### EXERCISE OBJECTIVE
Whenever a line in the entries below contains "hillside", copy that line.

### RECORDED INFORMATION
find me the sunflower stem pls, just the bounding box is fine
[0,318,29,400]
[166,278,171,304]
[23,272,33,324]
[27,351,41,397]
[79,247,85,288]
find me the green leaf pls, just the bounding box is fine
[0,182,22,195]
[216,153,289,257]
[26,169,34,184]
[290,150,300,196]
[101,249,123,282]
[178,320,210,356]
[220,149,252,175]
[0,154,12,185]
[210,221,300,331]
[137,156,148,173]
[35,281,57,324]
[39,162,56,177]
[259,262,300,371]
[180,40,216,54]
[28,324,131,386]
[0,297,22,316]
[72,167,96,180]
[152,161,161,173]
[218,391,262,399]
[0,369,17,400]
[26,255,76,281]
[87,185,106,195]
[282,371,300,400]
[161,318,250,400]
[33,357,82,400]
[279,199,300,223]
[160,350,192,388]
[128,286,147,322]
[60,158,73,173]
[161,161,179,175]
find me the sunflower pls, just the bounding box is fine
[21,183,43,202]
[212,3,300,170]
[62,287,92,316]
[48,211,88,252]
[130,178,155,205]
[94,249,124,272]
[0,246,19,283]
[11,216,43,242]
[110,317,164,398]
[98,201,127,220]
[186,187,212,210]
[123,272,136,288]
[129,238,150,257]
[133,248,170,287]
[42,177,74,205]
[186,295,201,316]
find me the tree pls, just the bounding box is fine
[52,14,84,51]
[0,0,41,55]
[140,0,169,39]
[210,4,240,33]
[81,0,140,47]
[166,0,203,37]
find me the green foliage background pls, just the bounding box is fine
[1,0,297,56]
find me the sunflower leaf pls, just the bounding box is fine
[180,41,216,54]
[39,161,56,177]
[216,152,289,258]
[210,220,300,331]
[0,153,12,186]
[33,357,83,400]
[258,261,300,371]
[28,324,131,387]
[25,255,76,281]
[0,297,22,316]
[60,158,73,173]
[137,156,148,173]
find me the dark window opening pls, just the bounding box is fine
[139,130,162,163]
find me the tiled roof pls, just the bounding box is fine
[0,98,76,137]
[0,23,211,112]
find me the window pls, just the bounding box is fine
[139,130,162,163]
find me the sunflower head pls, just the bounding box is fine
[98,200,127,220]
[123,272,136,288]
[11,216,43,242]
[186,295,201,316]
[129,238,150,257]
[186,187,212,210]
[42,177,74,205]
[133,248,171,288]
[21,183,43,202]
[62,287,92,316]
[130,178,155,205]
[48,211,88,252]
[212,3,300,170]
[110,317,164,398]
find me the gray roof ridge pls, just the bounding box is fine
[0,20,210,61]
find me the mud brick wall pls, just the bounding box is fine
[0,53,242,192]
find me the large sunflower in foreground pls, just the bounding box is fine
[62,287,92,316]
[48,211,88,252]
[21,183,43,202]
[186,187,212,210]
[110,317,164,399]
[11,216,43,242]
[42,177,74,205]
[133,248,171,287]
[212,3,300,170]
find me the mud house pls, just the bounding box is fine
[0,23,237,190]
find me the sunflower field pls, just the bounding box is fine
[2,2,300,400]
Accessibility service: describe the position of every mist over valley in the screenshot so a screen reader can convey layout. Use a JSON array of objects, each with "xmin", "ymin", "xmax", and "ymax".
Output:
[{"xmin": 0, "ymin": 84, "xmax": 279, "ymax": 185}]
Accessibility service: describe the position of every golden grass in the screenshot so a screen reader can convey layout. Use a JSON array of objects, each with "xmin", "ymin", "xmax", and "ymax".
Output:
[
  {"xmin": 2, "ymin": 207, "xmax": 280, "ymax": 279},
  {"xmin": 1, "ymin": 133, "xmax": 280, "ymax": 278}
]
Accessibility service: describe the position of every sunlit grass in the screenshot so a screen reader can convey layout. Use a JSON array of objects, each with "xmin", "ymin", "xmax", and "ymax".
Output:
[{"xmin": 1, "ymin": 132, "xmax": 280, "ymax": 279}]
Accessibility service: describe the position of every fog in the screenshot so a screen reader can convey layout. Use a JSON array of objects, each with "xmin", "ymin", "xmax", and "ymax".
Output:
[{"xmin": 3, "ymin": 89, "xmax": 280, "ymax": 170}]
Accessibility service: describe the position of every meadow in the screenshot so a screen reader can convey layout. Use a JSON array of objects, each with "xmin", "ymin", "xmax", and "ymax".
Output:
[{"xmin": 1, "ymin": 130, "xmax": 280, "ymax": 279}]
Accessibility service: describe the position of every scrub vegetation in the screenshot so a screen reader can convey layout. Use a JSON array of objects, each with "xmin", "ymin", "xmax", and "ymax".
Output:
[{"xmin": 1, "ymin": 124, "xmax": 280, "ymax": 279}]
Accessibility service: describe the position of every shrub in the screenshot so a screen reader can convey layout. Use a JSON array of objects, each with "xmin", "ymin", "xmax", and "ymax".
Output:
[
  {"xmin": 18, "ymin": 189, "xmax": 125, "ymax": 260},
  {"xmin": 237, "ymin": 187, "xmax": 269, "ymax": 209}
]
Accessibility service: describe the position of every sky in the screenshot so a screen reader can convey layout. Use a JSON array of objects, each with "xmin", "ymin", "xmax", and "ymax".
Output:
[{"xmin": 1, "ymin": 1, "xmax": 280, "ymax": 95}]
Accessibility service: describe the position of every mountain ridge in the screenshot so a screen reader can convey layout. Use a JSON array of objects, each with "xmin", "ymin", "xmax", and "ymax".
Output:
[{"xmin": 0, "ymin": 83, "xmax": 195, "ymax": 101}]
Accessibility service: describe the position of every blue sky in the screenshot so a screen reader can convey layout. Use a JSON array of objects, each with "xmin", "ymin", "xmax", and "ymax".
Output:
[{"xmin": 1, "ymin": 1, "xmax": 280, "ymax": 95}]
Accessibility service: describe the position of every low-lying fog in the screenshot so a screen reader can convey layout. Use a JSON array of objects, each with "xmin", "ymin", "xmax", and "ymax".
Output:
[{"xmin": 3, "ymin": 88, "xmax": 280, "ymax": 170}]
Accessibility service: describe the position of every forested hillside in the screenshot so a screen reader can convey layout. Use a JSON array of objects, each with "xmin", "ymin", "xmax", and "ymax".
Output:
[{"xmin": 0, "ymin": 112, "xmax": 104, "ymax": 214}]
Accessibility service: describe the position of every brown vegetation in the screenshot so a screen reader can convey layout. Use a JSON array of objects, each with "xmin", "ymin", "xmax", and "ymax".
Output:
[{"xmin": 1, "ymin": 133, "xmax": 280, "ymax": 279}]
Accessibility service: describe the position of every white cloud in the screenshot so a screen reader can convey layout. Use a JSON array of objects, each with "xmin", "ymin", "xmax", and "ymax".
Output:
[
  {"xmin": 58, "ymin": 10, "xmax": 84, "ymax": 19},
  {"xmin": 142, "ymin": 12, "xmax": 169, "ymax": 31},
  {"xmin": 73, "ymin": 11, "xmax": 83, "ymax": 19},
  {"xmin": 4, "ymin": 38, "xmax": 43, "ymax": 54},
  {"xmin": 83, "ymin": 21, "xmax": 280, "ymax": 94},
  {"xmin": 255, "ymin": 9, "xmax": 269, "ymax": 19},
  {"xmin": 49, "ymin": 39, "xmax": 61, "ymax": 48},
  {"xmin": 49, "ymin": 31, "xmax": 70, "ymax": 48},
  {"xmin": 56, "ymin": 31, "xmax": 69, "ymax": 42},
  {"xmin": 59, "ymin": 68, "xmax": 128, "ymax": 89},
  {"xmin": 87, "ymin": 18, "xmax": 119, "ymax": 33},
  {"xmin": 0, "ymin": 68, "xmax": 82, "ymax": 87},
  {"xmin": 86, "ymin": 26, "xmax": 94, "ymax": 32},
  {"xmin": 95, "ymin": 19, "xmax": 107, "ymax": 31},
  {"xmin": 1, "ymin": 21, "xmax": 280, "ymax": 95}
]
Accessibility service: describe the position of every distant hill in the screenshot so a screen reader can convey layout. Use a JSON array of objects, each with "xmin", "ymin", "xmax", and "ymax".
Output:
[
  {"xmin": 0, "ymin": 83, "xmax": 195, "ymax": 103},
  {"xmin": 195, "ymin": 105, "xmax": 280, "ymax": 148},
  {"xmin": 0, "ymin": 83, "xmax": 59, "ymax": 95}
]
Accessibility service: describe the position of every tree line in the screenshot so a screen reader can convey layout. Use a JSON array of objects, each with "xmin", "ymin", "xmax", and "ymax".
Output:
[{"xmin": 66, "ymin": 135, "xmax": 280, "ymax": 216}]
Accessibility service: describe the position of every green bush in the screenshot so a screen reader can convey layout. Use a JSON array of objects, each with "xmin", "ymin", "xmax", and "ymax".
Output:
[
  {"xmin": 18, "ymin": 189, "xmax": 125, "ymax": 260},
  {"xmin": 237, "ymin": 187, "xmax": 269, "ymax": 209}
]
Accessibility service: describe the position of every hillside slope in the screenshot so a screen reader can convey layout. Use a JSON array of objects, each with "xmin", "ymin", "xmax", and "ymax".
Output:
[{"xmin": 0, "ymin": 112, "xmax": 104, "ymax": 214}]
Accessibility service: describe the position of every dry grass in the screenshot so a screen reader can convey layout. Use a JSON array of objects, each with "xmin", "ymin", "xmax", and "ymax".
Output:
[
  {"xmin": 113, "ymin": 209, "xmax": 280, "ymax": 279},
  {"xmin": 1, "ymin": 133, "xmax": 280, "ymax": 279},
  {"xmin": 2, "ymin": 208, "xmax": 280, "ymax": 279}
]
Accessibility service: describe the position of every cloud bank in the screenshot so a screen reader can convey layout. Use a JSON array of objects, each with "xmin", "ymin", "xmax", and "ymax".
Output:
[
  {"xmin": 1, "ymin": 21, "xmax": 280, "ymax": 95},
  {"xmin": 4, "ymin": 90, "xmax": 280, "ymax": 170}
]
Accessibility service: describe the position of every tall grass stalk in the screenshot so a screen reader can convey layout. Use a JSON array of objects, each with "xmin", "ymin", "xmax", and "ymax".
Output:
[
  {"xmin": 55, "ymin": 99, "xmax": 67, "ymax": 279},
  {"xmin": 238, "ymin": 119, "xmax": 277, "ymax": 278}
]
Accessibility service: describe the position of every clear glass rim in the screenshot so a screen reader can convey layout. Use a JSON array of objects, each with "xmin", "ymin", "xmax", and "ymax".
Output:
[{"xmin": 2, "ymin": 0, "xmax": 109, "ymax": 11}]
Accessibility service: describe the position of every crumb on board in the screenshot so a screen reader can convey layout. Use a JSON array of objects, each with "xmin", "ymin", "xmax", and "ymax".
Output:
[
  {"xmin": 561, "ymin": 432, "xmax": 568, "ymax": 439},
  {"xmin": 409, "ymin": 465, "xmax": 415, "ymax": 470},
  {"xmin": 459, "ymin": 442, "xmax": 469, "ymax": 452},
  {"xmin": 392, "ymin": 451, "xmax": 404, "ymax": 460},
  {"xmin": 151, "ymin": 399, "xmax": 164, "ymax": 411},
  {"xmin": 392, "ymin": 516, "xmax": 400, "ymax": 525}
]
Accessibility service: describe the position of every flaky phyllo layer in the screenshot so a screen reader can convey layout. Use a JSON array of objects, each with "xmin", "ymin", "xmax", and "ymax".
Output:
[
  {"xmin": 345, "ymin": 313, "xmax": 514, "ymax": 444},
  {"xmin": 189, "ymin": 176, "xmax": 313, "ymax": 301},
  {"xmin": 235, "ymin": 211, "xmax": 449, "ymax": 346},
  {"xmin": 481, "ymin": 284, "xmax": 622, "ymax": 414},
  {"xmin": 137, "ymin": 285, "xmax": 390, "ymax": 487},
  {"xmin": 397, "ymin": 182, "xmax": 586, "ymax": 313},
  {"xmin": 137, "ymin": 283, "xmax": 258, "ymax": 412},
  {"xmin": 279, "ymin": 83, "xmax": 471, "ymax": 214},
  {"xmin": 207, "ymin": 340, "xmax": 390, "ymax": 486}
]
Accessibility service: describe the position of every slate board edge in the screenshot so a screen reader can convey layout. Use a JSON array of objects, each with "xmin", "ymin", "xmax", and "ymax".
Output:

### WRITTEN SOLUTION
Accessibility service: describe the position of every forested hillside in the screenshot so a screen reader can convey layout. Use a JSON array of objects, each with "xmin", "ymin", "xmax", and "ymax".
Accessibility service: describe the position of every hillside slope in the screenshot so a screen reader can convey layout. Use a JSON array of objects, each with "xmin", "ymin", "xmax", and "ymax".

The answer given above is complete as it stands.